-- Start Provided entries --

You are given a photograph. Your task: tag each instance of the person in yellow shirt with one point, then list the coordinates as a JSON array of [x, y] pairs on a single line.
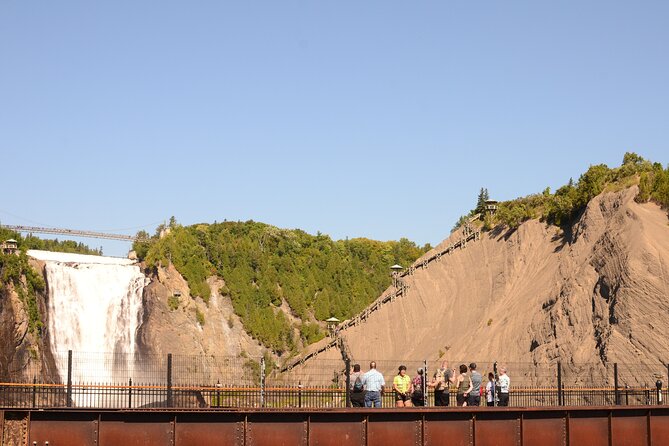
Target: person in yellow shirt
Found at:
[[402, 388]]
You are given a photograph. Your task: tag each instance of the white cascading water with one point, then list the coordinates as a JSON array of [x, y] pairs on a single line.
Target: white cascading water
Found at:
[[95, 309]]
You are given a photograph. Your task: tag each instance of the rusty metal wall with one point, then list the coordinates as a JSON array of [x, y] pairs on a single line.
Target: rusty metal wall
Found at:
[[577, 426]]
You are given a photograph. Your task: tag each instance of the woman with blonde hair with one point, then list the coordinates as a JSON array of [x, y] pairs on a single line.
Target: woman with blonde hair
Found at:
[[402, 388], [464, 386]]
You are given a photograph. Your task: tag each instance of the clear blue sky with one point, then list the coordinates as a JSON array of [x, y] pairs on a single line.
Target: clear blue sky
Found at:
[[374, 119]]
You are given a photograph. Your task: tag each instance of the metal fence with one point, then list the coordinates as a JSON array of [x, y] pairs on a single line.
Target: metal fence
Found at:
[[90, 380]]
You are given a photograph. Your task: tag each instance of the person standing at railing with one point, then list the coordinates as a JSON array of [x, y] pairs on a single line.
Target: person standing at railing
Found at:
[[418, 384], [504, 384], [474, 398], [357, 390], [374, 384], [402, 388], [441, 382], [490, 390], [464, 385]]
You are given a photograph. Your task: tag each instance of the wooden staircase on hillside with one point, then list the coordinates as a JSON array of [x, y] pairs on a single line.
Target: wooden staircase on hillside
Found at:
[[468, 234]]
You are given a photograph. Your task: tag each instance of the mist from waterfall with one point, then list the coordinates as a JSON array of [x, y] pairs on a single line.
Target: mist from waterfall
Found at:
[[95, 310]]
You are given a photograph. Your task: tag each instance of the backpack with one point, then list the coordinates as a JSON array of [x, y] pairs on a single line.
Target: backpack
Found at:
[[418, 387], [357, 386]]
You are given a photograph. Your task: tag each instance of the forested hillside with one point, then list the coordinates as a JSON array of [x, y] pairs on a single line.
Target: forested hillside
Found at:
[[15, 269], [264, 266], [563, 206]]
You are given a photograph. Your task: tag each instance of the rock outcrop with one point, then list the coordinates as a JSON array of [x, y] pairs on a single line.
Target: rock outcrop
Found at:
[[534, 296]]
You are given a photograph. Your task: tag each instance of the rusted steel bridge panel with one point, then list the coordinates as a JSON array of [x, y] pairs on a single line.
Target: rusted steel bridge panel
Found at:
[[397, 428], [496, 428], [546, 429], [589, 428], [630, 429], [276, 429], [337, 429], [65, 430], [456, 429], [659, 429], [209, 429], [135, 429], [568, 426]]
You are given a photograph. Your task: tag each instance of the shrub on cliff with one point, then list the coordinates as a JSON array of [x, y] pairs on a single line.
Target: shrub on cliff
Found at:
[[263, 265]]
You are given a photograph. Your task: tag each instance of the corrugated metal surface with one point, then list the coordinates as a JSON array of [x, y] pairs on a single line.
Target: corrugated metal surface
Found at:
[[573, 426]]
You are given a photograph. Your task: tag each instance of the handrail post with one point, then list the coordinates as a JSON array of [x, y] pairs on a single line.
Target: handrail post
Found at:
[[169, 380], [69, 378], [262, 382], [34, 391], [560, 394], [348, 382], [615, 383], [424, 385]]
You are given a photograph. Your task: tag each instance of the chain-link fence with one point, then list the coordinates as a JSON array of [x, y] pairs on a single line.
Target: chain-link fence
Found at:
[[143, 381]]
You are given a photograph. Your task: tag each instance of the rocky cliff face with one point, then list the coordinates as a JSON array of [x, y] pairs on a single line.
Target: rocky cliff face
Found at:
[[534, 296], [175, 322], [23, 355]]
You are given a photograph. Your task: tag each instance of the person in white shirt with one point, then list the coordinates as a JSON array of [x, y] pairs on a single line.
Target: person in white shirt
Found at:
[[490, 390], [504, 384], [374, 385]]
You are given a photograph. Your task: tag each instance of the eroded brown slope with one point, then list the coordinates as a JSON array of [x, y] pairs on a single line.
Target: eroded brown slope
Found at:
[[536, 295]]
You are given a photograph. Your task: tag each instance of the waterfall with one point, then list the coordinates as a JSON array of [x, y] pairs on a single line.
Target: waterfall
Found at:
[[94, 309]]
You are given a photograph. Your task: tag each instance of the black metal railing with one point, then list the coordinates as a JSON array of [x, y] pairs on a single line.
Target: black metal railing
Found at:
[[172, 381]]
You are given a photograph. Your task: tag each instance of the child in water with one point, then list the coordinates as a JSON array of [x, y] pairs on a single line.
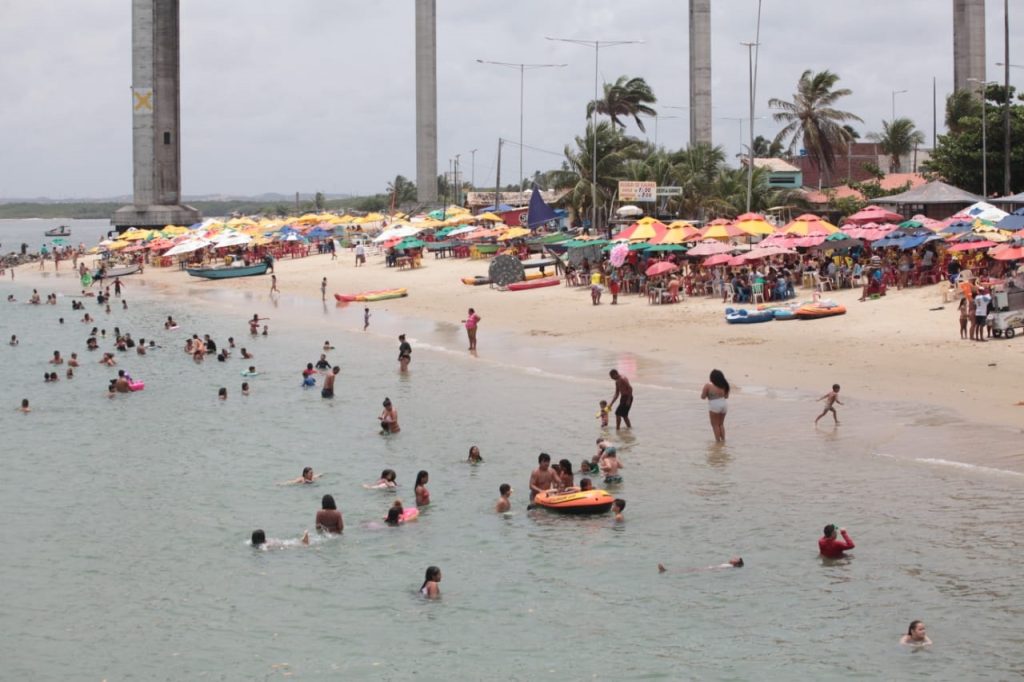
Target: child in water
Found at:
[[830, 398]]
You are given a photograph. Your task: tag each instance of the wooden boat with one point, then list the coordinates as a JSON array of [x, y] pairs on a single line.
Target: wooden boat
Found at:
[[228, 271], [118, 271]]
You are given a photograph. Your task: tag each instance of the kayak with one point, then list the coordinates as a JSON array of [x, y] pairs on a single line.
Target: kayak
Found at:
[[535, 284], [820, 309], [378, 295], [743, 316]]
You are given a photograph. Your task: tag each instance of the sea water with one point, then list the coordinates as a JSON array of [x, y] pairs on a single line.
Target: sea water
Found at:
[[126, 521]]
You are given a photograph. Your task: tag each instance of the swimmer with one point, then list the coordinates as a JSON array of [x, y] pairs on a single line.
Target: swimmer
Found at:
[[734, 562], [307, 477], [422, 494], [830, 398], [259, 541], [504, 501], [387, 480], [329, 518], [829, 546], [610, 465], [430, 588], [915, 635]]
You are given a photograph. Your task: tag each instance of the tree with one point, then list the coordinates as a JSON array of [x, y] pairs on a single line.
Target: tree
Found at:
[[626, 97], [401, 190], [898, 138], [812, 119]]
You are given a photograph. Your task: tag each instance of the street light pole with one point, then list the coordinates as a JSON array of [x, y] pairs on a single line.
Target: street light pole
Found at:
[[597, 45], [522, 69], [895, 92]]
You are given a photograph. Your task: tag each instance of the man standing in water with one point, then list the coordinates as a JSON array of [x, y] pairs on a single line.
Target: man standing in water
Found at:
[[624, 391]]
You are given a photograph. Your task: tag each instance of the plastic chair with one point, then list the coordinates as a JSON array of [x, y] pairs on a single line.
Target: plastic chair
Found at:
[[757, 291]]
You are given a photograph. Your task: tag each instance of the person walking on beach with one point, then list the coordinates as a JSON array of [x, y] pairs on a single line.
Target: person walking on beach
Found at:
[[624, 393], [830, 398], [716, 391], [404, 353], [471, 322]]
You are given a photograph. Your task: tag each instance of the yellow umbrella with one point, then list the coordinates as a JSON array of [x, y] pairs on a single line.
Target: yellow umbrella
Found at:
[[513, 233]]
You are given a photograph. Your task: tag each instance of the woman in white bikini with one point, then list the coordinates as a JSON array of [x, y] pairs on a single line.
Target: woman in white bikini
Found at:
[[716, 391]]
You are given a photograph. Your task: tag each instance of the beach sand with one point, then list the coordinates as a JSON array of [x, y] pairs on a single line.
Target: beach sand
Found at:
[[895, 348]]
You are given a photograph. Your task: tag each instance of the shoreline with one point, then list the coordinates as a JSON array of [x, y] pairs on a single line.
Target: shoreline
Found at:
[[893, 349]]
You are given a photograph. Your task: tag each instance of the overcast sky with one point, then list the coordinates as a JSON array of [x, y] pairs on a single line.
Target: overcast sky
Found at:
[[317, 94]]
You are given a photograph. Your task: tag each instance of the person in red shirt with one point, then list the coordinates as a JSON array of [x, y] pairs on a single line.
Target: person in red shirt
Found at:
[[830, 547]]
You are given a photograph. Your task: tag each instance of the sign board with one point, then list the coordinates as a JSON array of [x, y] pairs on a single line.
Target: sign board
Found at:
[[632, 190]]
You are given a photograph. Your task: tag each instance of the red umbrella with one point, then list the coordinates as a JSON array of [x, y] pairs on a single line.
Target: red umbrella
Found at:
[[873, 214], [662, 267]]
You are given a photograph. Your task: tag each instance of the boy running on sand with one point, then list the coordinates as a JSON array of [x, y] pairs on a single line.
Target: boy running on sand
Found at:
[[830, 398]]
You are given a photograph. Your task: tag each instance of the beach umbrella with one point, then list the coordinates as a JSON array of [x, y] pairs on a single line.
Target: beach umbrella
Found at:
[[754, 223], [872, 214], [808, 224], [660, 267], [619, 253], [710, 249]]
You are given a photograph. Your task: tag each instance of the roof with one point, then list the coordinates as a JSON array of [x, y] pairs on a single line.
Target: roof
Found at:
[[775, 165], [931, 193]]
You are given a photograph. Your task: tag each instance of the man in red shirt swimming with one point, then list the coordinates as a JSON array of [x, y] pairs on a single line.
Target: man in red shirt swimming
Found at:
[[829, 546]]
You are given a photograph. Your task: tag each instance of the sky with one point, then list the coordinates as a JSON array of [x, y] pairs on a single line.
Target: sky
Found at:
[[320, 95]]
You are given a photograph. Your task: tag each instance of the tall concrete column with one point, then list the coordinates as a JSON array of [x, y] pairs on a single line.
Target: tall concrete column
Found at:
[[426, 101], [156, 120], [700, 124], [969, 43]]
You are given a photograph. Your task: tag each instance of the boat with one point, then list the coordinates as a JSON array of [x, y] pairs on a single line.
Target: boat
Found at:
[[379, 295], [576, 501], [118, 271], [744, 316], [228, 271], [820, 309], [534, 284]]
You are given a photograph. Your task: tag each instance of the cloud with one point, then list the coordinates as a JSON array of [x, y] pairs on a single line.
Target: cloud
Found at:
[[311, 95]]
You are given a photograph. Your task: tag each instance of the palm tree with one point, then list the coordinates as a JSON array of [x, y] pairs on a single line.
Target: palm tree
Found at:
[[626, 97], [898, 138], [812, 120]]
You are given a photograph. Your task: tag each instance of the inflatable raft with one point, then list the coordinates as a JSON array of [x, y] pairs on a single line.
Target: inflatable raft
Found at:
[[380, 295], [535, 284], [576, 501], [819, 309], [743, 316]]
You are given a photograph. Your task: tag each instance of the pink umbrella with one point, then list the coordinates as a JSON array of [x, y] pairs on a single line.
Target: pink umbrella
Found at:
[[662, 267]]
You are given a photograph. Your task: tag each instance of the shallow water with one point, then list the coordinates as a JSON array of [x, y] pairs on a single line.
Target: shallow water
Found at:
[[127, 520]]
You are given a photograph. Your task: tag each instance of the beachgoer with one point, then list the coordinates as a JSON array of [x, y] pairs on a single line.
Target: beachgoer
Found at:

-- End Provided entries --

#### Prompt
Reproduce only the lines from the line containing "of the pink" to the last line of the material above, both of those lines included.

#### Exercise output
You are given a photograph. Your task: tag each instance of the pink umbrella with one point, then list the coordinates as a JSON array of [x, y] pairs on a single line.
Target: pink umbrella
Found at:
[[662, 267]]
You are given a photograph. Your task: tag each instance of the shallow water with one point, then list the coordinates as a JSON array of [x, y] pairs on a single line.
Target: shallow water
Found at:
[[127, 520]]
You are given a photograph. Your task: tag each instance of the beachgoer with one point, then list the coordinates as a JSON array of [x, y] pairs on a single line.
Target: beachgoer
Found at:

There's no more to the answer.